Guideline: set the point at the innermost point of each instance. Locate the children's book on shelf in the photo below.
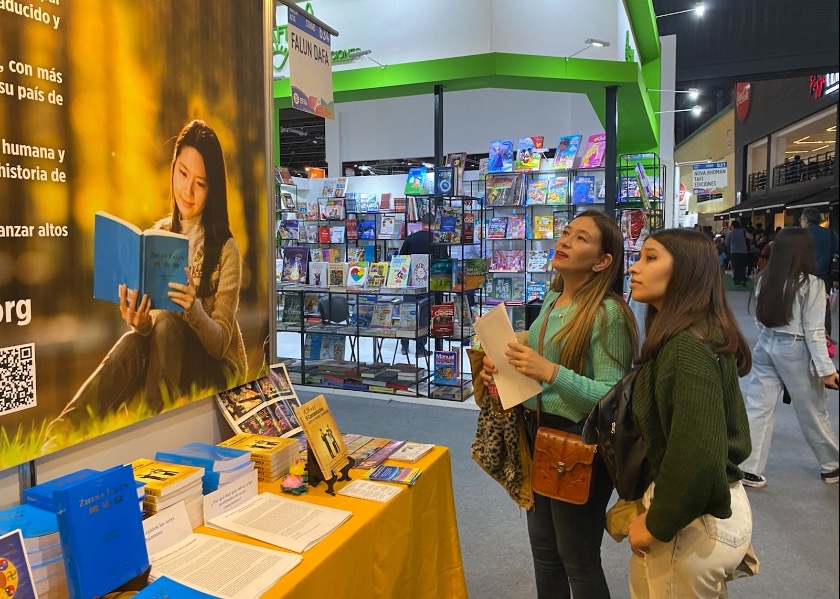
(543, 226)
(535, 290)
(529, 153)
(318, 274)
(516, 227)
(458, 161)
(323, 436)
(503, 288)
(508, 260)
(419, 273)
(442, 318)
(583, 190)
(537, 192)
(593, 155)
(415, 180)
(377, 275)
(567, 149)
(440, 274)
(398, 271)
(295, 263)
(101, 532)
(444, 180)
(357, 274)
(537, 260)
(558, 190)
(446, 368)
(500, 158)
(336, 274)
(143, 260)
(497, 228)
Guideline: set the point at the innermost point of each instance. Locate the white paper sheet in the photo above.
(494, 331)
(288, 523)
(365, 489)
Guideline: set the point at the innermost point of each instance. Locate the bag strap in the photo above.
(540, 347)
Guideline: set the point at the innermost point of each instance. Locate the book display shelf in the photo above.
(526, 212)
(343, 290)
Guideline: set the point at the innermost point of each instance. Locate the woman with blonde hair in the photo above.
(581, 344)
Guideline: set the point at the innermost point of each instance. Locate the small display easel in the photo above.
(316, 475)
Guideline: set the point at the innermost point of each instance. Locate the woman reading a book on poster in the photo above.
(589, 344)
(167, 354)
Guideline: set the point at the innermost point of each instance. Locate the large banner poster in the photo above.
(133, 161)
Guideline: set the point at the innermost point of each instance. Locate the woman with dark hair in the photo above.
(688, 408)
(168, 354)
(791, 353)
(589, 343)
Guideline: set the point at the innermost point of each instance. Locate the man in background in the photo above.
(825, 248)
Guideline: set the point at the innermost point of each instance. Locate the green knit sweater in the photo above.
(689, 410)
(610, 355)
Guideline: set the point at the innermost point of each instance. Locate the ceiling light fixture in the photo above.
(698, 10)
(591, 41)
(696, 111)
(693, 92)
(357, 54)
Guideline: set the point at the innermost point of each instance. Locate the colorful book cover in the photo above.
(323, 436)
(593, 155)
(567, 149)
(446, 368)
(143, 260)
(419, 275)
(583, 190)
(500, 159)
(537, 192)
(558, 190)
(440, 274)
(497, 228)
(398, 271)
(101, 532)
(529, 153)
(15, 572)
(442, 320)
(415, 180)
(295, 263)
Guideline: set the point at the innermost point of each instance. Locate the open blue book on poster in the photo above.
(101, 532)
(144, 260)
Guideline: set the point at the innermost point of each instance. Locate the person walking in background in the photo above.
(589, 342)
(688, 408)
(737, 245)
(791, 353)
(167, 353)
(419, 242)
(825, 242)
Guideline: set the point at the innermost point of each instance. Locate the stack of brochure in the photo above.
(272, 456)
(222, 465)
(167, 484)
(43, 547)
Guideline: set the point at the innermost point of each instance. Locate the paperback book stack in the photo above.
(42, 543)
(272, 456)
(167, 484)
(222, 465)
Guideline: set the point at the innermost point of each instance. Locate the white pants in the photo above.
(696, 562)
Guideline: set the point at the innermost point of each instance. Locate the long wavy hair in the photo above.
(694, 300)
(787, 270)
(199, 135)
(589, 300)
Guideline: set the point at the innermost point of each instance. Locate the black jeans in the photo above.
(739, 267)
(566, 538)
(166, 363)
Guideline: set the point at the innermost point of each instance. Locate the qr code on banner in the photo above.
(17, 378)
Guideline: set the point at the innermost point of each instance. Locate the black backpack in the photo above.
(610, 426)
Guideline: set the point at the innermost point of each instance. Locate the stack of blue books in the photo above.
(222, 465)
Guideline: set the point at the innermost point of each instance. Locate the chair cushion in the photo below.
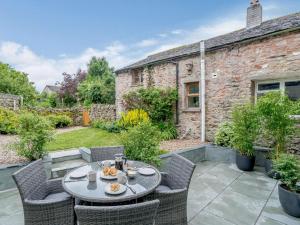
(163, 188)
(57, 196)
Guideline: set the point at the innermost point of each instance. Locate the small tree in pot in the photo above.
(245, 130)
(288, 167)
(274, 110)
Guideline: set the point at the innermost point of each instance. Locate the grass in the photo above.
(89, 137)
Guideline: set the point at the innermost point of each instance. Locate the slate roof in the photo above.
(289, 22)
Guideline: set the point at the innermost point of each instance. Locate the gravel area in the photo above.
(9, 156)
(176, 144)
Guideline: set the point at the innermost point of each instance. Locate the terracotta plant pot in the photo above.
(290, 201)
(244, 162)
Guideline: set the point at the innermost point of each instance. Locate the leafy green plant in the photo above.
(158, 103)
(224, 134)
(288, 166)
(245, 128)
(59, 121)
(168, 130)
(110, 126)
(34, 132)
(142, 143)
(133, 118)
(8, 121)
(275, 109)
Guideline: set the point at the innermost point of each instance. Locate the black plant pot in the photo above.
(269, 169)
(244, 162)
(290, 201)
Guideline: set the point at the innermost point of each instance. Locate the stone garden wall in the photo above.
(75, 113)
(10, 101)
(103, 112)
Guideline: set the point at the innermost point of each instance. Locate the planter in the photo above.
(269, 169)
(245, 163)
(290, 201)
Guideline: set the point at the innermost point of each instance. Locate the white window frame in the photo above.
(280, 81)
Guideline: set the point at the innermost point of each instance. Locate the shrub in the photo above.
(8, 121)
(142, 143)
(158, 103)
(59, 121)
(133, 118)
(168, 130)
(110, 126)
(224, 134)
(288, 166)
(245, 128)
(34, 132)
(274, 110)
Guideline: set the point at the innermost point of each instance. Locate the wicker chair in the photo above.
(135, 214)
(105, 153)
(44, 201)
(172, 193)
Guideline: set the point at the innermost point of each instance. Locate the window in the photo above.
(192, 95)
(137, 77)
(290, 87)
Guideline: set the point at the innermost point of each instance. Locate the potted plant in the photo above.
(288, 166)
(245, 130)
(274, 110)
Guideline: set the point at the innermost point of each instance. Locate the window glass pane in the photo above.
(193, 88)
(193, 102)
(269, 86)
(292, 88)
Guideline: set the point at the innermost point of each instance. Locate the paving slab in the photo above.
(219, 194)
(273, 210)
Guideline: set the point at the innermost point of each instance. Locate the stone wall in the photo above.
(103, 112)
(10, 101)
(75, 113)
(231, 74)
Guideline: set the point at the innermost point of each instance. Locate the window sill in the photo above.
(191, 110)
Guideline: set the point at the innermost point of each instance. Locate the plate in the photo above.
(77, 174)
(109, 177)
(112, 162)
(122, 189)
(146, 171)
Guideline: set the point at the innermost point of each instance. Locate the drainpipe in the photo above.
(202, 89)
(177, 86)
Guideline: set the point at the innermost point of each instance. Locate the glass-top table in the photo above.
(94, 191)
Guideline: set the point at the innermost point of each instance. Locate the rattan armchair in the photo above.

---------------

### Exercise description:
Please repeat every record exactly as it stands, leaving out any pictures.

### Written response:
Guideline: set the point at the innermost point of each instance. Locate the children's book on shelf in the photo below.
(543, 226)
(535, 290)
(529, 153)
(318, 274)
(516, 227)
(458, 161)
(323, 436)
(503, 288)
(508, 260)
(419, 273)
(442, 318)
(583, 190)
(537, 192)
(593, 155)
(415, 180)
(377, 275)
(567, 149)
(440, 274)
(398, 271)
(295, 263)
(101, 532)
(444, 180)
(357, 274)
(537, 260)
(558, 190)
(446, 368)
(500, 158)
(336, 274)
(143, 260)
(497, 228)
Guideline: set the point at the innermost point of each instance. Locate the white paper sheet in the photo above.
(494, 331)
(288, 523)
(365, 489)
Guideline: set the point at the innermost point of each instance. Locate the bag strap in the photo above.
(540, 347)
Guideline: set the point at the innermost point of each instance. Locate the book display shelf in the photo above.
(526, 212)
(343, 290)
Guideline: set the point at the innermost point of each instance. Locate the woman with blonde hair in the photo above.
(581, 344)
Guideline: set the point at the innermost point of each instance. Locate the small display easel in the photo above.
(316, 475)
Guideline: set the point at the innermost point of each instance. Locate the woman reading a book on poster in the photo above.
(589, 344)
(167, 354)
Guideline: set the point at the innermost point of each instance. Locate the large banner poster in the photo above.
(133, 161)
Guideline: set the point at the innermost point of each instance. Locate the woman with dark hair in the photo above.
(688, 408)
(168, 354)
(791, 353)
(589, 343)
Guideline: set the point at the innermost point of each instance. Locate the man in background in the photo above.
(825, 248)
Guideline: set the point at the innermost point of each instance. Locate the green knit sweater in the photo above.
(689, 410)
(610, 355)
Guideline: set the point at the innermost point of each instance. Locate the ceiling light fixture in the photo above.
(698, 10)
(591, 41)
(696, 111)
(693, 92)
(357, 54)
Guideline: set the point at the innermost point of each instance. Locate the colorful book cover in the photo above.
(323, 436)
(593, 155)
(567, 149)
(446, 368)
(143, 260)
(419, 275)
(583, 190)
(500, 159)
(537, 192)
(558, 190)
(440, 274)
(497, 228)
(398, 271)
(101, 532)
(529, 153)
(15, 572)
(442, 320)
(415, 180)
(295, 263)
Guideline: set the point at the innermost point of each instance. Locate the open blue book on poster in the photo above.
(101, 532)
(144, 260)
Guideline: set the point at the innermost point of each instance. Locate the person walking in background in the photo above.
(589, 342)
(688, 408)
(737, 245)
(791, 353)
(167, 353)
(419, 242)
(825, 242)
Guideline: set the point at the innermost point of each instance. Locate the stack of brochure in the photo above.
(272, 456)
(222, 465)
(167, 484)
(43, 547)
Guideline: set the point at the innermost point of each instance. Locate the paperback book stack in the photo above.
(42, 543)
(272, 456)
(167, 484)
(222, 465)
Guideline: set the point at the innermost point of each instance. Locate the white pants in the photo above.
(696, 562)
Guideline: set the point at the innermost point of each instance. Locate the long wavy hair in the photo above.
(694, 300)
(787, 270)
(199, 135)
(589, 300)
Guideline: set the point at the innermost point of each instance. Locate the black jeans in the photo above.
(739, 267)
(566, 538)
(166, 363)
Guideline: set the point at the innermost point of each instance. Locate the qr code on banner in the photo above.
(17, 378)
Guideline: set the point at the innermost point of each instance. Locate the black backpack in the photo above.
(610, 426)
Guideline: set the point at the innermost point of each instance. Locate the stack of blue books in the photo above.
(222, 465)
Guideline: set the point at the innermost point of each instance. Locate the chair cushion in the photo below.
(163, 188)
(57, 196)
Guideline: set the point at the innermost point of each instance. Locate the small tree in pot in the photo above.
(245, 130)
(288, 167)
(274, 110)
Guideline: set the point at the innermost point of each instance. Locate the grass in the photo above.
(89, 137)
Guideline: set the point at the innermost point of each instance. Locate the slate roof in the photo above.
(289, 22)
Guideline: set the point at the innermost point of each instance. Locate the gravel area in the photo above.
(9, 156)
(176, 144)
Guideline: set the point at the innermost point of each instance. Locate the terracotta plant pot in the photo above.
(290, 201)
(244, 162)
Guideline: set the point at the innermost point of each instance. Locate the leafy green plant in the photo above.
(158, 103)
(224, 134)
(288, 166)
(245, 128)
(59, 121)
(168, 130)
(110, 126)
(34, 132)
(142, 143)
(133, 118)
(8, 121)
(275, 109)
Guideline: set the point at the innermost point of each instance. Locate the black plant pot in the photo above.
(269, 169)
(244, 162)
(290, 201)
Guideline: set the point at the innermost point of each instance. Locate the stone garden wall in the photo above.
(75, 113)
(10, 101)
(103, 112)
Guideline: set the point at the innermost point of each instance. Locate the planter in the photo above.
(269, 169)
(245, 163)
(290, 201)
Guideline: set the point at the innermost point of each instance. Locate the white window frame in the photo above.
(280, 81)
Guideline: set the point at the innermost point of each instance. Locate the shrub in the photo above.
(8, 121)
(142, 143)
(158, 103)
(59, 121)
(133, 118)
(168, 130)
(110, 126)
(224, 134)
(288, 166)
(245, 128)
(34, 132)
(274, 110)
Guideline: set the point at the innermost point of each instance. Locate the wicker chair in the photo above.
(135, 214)
(105, 153)
(44, 201)
(172, 193)
Guideline: set the point at the innermost point of each instance. Locate the window in the photo above.
(192, 95)
(137, 77)
(290, 87)
Guideline: set the point at the innermost point of each instance. Locate the potted plant in the photo above.
(288, 166)
(245, 130)
(274, 110)
Guideline: set the point at the innermost point of each instance. Locate the window glass pane in the photo above.
(193, 88)
(193, 102)
(269, 86)
(292, 88)
Guideline: set the point at the innermost point of each instance. Locate the paving slab in the photo above.
(219, 194)
(273, 210)
Guideline: set the point at the innermost point of each instance. Locate the stone wall in the photo above.
(103, 112)
(10, 101)
(75, 113)
(231, 74)
Guideline: set the point at the innermost point of each instance. Locate the window sill in the photo above.
(191, 110)
Guideline: set the point at the innermost point of each instance. Locate the plate in the photo above.
(77, 174)
(109, 177)
(112, 162)
(122, 189)
(146, 171)
Guideline: set the point at the innermost point of each instance. Locate the drainpipe in the photo above.
(202, 89)
(177, 86)
Guideline: set the point at the innermost point of each instance. Locate the glass-top table in the photo above.
(94, 191)
Guideline: set the point at the innermost point of each instance. Locate the rattan armchair in the photo above.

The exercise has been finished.